■ GIVEN PROBLEM
Please transcribe the data that follows without the pictures, keeping every word the same.

##############################

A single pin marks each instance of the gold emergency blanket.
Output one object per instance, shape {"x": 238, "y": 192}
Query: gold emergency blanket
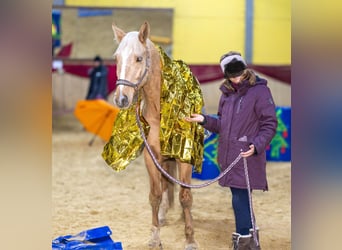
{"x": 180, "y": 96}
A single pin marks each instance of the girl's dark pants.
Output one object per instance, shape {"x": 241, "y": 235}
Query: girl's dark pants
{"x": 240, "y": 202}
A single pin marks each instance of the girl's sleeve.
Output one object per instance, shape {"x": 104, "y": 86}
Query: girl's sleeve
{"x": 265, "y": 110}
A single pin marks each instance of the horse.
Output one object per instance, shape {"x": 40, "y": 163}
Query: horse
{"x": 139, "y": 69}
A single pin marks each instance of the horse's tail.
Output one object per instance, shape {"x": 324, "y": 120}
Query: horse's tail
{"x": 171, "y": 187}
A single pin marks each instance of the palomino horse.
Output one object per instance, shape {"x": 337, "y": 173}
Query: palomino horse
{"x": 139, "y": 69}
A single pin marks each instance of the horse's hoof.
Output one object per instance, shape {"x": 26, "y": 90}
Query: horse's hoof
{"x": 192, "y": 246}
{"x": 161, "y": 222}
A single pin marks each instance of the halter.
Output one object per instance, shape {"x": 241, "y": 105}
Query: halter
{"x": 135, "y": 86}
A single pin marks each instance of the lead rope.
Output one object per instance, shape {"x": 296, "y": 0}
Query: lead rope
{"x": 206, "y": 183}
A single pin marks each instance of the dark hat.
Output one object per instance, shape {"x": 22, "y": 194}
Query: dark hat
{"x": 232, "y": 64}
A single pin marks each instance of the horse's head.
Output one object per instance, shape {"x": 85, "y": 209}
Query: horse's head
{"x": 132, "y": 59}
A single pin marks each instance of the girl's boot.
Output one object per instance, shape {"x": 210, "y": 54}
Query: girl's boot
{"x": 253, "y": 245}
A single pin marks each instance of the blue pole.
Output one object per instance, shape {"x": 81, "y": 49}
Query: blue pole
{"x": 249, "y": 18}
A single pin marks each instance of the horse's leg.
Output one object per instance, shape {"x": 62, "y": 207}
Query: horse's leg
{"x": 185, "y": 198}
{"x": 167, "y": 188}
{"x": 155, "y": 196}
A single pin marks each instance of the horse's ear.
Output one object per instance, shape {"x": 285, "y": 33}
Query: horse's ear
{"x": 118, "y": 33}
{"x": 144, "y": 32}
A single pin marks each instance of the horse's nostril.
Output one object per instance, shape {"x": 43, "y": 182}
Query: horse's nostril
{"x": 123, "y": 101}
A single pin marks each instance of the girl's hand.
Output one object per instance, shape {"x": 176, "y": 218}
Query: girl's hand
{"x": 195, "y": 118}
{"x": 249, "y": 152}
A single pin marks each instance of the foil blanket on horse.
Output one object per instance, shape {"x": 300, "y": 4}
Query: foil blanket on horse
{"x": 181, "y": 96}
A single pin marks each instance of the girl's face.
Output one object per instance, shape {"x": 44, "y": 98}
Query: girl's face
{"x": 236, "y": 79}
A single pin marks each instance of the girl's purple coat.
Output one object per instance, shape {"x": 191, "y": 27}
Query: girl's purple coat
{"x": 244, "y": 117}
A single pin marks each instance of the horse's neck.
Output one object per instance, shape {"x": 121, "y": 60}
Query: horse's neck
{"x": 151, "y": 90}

##############################

■ FINAL ANSWER
A single pin marks each instance of the gold emergency blanket.
Output one object per instance, shape {"x": 238, "y": 192}
Query: gold emergency blanket
{"x": 180, "y": 96}
A single pin marks each instance of the girl's dark pants.
Output one object per instance, shape {"x": 241, "y": 235}
Query: girl's dark pants
{"x": 240, "y": 202}
A single pin marks each instance of the girl's sleeve.
Output one object per instance, shape {"x": 104, "y": 86}
Query: girl's sleeve
{"x": 265, "y": 110}
A single pin marks each instance of the horse.
Output one object per instance, shape {"x": 40, "y": 163}
Query: horse
{"x": 139, "y": 69}
A single pin marks each instance of the horse's tail.
Output one object per instance, shape {"x": 324, "y": 120}
Query: horse's tail
{"x": 171, "y": 187}
A single pin marks each instance of the palomino horse.
Output one object per instance, shape {"x": 337, "y": 173}
Query: palomino horse
{"x": 139, "y": 69}
A single pin marks each instance of the horse's hoof.
Output one object per instance, shape {"x": 26, "y": 90}
Query: horse's hoof
{"x": 192, "y": 246}
{"x": 161, "y": 222}
A single pin marks each instance of the halter.
Output one object per instance, shape {"x": 241, "y": 105}
Query: halter
{"x": 135, "y": 86}
A single pin marks each instance of the lead rope.
Output one object per instance, shape {"x": 296, "y": 0}
Query: lead rope
{"x": 206, "y": 183}
A single pin marks each instance of the dark hat.
Output one object per instance, shape {"x": 22, "y": 194}
Query: dark hat
{"x": 232, "y": 64}
A single pin marks each instance of the horse's head.
Output one object per instance, shape {"x": 85, "y": 209}
Query: horse's head
{"x": 132, "y": 59}
A single pin marks each instance of the girl's boot.
Output one object per instance, shape {"x": 210, "y": 54}
Query: girl's boot
{"x": 253, "y": 245}
A single pin marks each instance of the blue pole.
Output one object per instance, shape {"x": 81, "y": 49}
Query: blue pole
{"x": 249, "y": 18}
A single pin marks each instance of the horse's leg.
Output one object per instance, shape {"x": 62, "y": 207}
Query: horse's leg
{"x": 185, "y": 198}
{"x": 167, "y": 188}
{"x": 155, "y": 196}
A single pin marks each instance of the horse's ear.
Output one object per instance, shape {"x": 285, "y": 33}
Query: horse's ear
{"x": 118, "y": 33}
{"x": 144, "y": 32}
A single pin marks each instance of the horse's nostril.
Output one object per instance, shape {"x": 43, "y": 182}
Query: horse's nostril
{"x": 123, "y": 101}
A single pin marks each instance of the girl's hand.
Output one object per instance, shape {"x": 176, "y": 218}
Query: girl's hand
{"x": 195, "y": 118}
{"x": 249, "y": 152}
A single pin marks each instance of the foil blanket on horse.
Output one object per instance, shape {"x": 300, "y": 4}
Query: foil blanket on horse
{"x": 181, "y": 96}
A single pin marks each instance of the girl's face.
Output one object per instance, shape {"x": 44, "y": 98}
Query: girl's face
{"x": 236, "y": 79}
A single pin marks each instance of the girl's purple coat.
Output one object per instance, shape {"x": 191, "y": 27}
Query: girl's purple coat
{"x": 244, "y": 117}
A single pin marks each instance of the horse's neck.
Output one object per instance, shape {"x": 121, "y": 60}
Query: horse's neck
{"x": 151, "y": 90}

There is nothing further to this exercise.